## start
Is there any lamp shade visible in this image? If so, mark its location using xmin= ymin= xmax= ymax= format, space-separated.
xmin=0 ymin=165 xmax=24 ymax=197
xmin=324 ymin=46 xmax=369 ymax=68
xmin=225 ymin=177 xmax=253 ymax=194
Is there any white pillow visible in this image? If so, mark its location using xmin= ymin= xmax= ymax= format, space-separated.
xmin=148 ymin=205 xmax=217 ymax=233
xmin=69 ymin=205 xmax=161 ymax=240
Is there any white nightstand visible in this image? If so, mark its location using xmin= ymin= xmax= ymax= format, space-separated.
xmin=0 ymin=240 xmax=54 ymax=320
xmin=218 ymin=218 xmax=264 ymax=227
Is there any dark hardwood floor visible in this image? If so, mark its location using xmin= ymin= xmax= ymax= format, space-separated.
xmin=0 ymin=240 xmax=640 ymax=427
## end
YOUR OBJECTIVE
Copy out each row above verbatim, keeping every line in its original order.

RESULT OF THE EXERCISE
Is there any lamp shade visible in this image? If so, mark its location using xmin= ymin= xmax= ymax= format, space-separated.
xmin=0 ymin=165 xmax=24 ymax=197
xmin=324 ymin=46 xmax=369 ymax=68
xmin=225 ymin=177 xmax=253 ymax=194
Is there any white pillow visible in this image? If so, mark its location using xmin= ymin= xmax= ymax= format, space-separated.
xmin=148 ymin=205 xmax=217 ymax=233
xmin=69 ymin=205 xmax=161 ymax=240
Is there any white nightstand visible in this image? If so, mark its location using xmin= ymin= xmax= ymax= format, space-separated.
xmin=0 ymin=240 xmax=54 ymax=320
xmin=218 ymin=218 xmax=264 ymax=227
Is there any dark hardwood floor visible in this image? If so, mark its location using xmin= ymin= xmax= ymax= format, space-separated.
xmin=0 ymin=240 xmax=640 ymax=427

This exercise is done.